Ministerie van Landbouw, Natuur en Voedselkwaliteit

WOB-verzoeken

De Voorzitter van de Tweede Kamer der Staten-Generaal
Postbus 20018
2500 EA Den Haag

ons kenmerk : IZ. 2006/0807
datum : 13-04-2006
onderwerp : Verslag Landbouw- en Visserijraad van 20 maart 2006 bijlagen : 1

Geachte Voorzitter,

Hierbij breng ik u verslag uit van de Landbouw- en Visserijraad die op 20 maart jl. in Brussel plaatsvond.

De Raad heeft nieuwe regels voor streekproducten vastgesteld, er is gesproken over het Franse memorandum over het GLB en Commissaris Fischer Boel heeft aangekondigd met een voorstel te komen voor crisismaatregelen voor de pluimveesector. Verder heeft de Raad van gedachten gewisseld over de EU-strategie omtrent duurzame ontwikkeling en heeft de Commissie informatie gegeven over de laatste ontwikkelingen op het gebied van aviaire influenza en de WTO-onderhandelingen.

In bijlage 1 is een overzicht opgenomen van de voorstellen die zonder discussie zijn aangenomen.

****************************************

## Opdrachten
**1.** Schrijf uit de brief aan de Voorzitter van de Tweede Kamer het gedeelte over vanaf "ons kenmerk : IZ." tot en met "en de WTO-onderhandelingen.".
**2.** Noem alle onderwerpen die volgens de alinea die begint met "De Raad heeft nieuwe regels" in de brief aan de Voorzitter van de Tweede Kamer tijdens de Landbouw- en Visserijraad aan bod kwamen.
**3.** Vervolg de brief aan de Voorzitter van de Tweede Kamer over de Landbouw- en Visserijraad na de laatste zin.

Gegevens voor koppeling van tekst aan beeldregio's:

****************************************

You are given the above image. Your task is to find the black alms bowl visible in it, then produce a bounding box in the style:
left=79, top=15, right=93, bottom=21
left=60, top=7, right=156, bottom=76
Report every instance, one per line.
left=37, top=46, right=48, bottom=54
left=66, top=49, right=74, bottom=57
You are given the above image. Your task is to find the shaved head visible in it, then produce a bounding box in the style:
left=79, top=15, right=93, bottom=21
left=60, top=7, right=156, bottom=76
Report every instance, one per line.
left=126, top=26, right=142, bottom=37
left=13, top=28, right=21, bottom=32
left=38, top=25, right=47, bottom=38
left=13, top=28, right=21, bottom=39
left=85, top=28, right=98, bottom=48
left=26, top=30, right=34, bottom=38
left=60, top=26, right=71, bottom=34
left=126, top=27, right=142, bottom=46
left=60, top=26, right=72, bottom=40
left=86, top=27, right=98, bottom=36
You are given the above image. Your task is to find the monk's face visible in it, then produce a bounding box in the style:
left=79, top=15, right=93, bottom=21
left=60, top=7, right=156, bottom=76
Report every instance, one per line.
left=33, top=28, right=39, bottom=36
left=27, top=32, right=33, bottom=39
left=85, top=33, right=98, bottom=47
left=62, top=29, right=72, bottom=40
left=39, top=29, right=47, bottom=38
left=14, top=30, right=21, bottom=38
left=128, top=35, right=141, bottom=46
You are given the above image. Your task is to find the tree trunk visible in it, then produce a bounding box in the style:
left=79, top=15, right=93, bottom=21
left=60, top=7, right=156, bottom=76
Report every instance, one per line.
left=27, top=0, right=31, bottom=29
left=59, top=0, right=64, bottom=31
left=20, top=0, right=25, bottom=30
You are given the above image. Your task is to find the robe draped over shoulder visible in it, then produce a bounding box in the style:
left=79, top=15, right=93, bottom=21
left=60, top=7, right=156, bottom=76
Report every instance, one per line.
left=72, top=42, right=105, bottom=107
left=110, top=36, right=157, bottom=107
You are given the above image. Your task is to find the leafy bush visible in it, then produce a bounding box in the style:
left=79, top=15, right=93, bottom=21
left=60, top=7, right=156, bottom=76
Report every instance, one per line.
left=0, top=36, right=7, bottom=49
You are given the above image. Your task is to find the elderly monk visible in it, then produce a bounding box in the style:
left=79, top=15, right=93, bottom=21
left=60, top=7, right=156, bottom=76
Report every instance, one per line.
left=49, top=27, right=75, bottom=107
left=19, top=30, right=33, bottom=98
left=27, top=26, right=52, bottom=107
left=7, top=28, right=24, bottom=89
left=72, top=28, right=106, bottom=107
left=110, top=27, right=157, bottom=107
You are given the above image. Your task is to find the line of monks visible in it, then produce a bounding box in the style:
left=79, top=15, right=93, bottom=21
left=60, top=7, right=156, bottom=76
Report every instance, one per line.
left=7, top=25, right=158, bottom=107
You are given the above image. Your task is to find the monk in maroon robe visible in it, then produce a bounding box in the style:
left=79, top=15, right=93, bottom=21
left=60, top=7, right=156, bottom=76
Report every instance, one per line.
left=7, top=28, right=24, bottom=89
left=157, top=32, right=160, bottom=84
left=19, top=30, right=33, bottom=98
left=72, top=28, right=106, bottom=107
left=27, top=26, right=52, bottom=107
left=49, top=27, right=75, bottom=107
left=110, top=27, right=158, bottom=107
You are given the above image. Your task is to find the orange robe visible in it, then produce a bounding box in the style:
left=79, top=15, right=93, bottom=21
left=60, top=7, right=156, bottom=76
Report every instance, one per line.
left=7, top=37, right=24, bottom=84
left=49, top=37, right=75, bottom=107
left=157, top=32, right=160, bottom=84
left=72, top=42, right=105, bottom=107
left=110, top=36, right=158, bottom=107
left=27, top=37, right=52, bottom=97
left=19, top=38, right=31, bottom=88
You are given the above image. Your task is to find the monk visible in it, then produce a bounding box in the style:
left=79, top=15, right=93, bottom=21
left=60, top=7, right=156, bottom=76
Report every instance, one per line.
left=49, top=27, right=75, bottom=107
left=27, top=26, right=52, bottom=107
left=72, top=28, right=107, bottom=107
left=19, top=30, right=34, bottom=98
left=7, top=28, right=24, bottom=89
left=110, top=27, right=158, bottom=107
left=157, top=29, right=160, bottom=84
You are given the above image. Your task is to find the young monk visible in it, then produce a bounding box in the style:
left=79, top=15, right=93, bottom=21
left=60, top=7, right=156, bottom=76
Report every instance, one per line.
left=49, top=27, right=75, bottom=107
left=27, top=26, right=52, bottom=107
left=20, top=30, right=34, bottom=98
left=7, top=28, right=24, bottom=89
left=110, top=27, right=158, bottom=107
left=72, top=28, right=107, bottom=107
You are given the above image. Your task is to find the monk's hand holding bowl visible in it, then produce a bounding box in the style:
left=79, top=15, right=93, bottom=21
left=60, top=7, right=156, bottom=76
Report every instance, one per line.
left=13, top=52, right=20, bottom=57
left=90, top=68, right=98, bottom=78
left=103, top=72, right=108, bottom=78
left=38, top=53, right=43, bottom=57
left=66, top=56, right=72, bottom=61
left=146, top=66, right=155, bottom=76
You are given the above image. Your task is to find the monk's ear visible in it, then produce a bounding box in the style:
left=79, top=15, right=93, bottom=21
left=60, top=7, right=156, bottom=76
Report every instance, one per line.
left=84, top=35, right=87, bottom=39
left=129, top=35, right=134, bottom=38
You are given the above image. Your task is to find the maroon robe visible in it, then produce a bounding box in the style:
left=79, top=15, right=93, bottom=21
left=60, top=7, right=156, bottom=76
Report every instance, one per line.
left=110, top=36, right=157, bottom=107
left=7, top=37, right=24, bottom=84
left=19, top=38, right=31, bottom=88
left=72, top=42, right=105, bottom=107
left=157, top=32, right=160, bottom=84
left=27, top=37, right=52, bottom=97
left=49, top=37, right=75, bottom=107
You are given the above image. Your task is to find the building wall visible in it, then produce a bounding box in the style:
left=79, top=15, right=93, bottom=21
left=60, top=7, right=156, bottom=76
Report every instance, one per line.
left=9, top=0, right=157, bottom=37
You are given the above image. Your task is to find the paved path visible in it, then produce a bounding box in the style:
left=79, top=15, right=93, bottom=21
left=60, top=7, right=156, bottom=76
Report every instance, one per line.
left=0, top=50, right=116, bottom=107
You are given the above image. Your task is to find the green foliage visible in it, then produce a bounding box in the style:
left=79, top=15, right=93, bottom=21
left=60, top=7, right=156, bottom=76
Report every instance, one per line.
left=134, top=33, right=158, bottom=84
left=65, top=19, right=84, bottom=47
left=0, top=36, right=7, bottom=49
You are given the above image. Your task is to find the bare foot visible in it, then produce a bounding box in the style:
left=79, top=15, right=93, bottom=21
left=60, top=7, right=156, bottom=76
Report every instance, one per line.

****************************************

## Antwoorden
**1.**
ons kenmerk : IZ. 2006/0807
datum : 13-04-2006
onderwerp : Verslag Landbouw- en Visserijraad van 20 maart 2006 bijlagen : 1

Geachte Voorzitter,

Hierbij breng ik u verslag uit van de Landbouw- en Visserijraad die op 20 maart jl. in Brussel plaatsvond.

De Raad heeft nieuwe regels voor streekproducten vastgesteld, er is gesproken over het Franse memorandum over het GLB en Commissaris Fischer Boel heeft aangekondigd met een voorstel te komen voor crisismaatregelen voor de pluimveesector. Verder heeft de Raad van gedachten gewisseld over de EU-strategie omtrent duurzame ontwikkeling en heeft de Commissie informatie gegeven over de laatste ontwikkelingen op het gebied van aviaire influenza en de WTO-onderhandelingen.

**2.**
- nieuwe regels voor streekproducten
- het Franse memorandum over het GLB
- een voorstel voor crisismaatregelen voor de pluimveesector
- de EU-strategie omtrent duurzame ontwikkeling
- de laatste ontwikkelingen op het gebied van aviaire influenza
- de WTO-onderhandelingen

**3.**
Situatie op de pluimveemarkt

Een groot aantal lidstaten heeft de afgelopen maanden aangedrongen op extra maatregelen om de situatie op de pluimveemarkt te verlichten. Ook ik heb aangegeven aanvullende maatregelen wenselijk te achten. Hoewel er op dit moment geen sprake is van een grote veterinaire crisis, is de consumptie in de meeste lidstaten fors gedaald. De marktordeningen voor pluimveevlees en eieren bieden momenteel alleen de mogelijkheid tot het verlenen van exportrestituties. Daarnaast is er de mogelijkheid om - beperkt - staatssteun te verlenen. Zoals verwacht, kondigde Commissaris Fischer Boel aan met een voorstel tot wijziging van de marktordeningen voor pluimveevlees en eieren te komen. Deze wijziging moet de juridische basis scheppen voor extra marktmaatregelen die in aanmerking komen voor communautaire cofinanciering. De Commissaris liet weten geen concrete maatregelen voor te stellen en de lidstaten de vrijheid te willen laten om maatregelen voor te stellen die zij het best toegesneden achten op de specifieke situatie in hun land. Inmiddels is het voorstel gepresenteerd en het Europees Parlement heeft hierover al een positief advies uitgebracht. Het voorstel ligt ter besluitvorming voor aan de Raad van 25 april a.s.

Ik steun de Commissie in haar voornemen om de mogelijkheden van de marktordening voor pluimveevlees zodanig aan te passen dat extra marktmaatregelen mogelijk worden. Wel moet daarbij worden voorkomen dat handelsverstoringen optreden.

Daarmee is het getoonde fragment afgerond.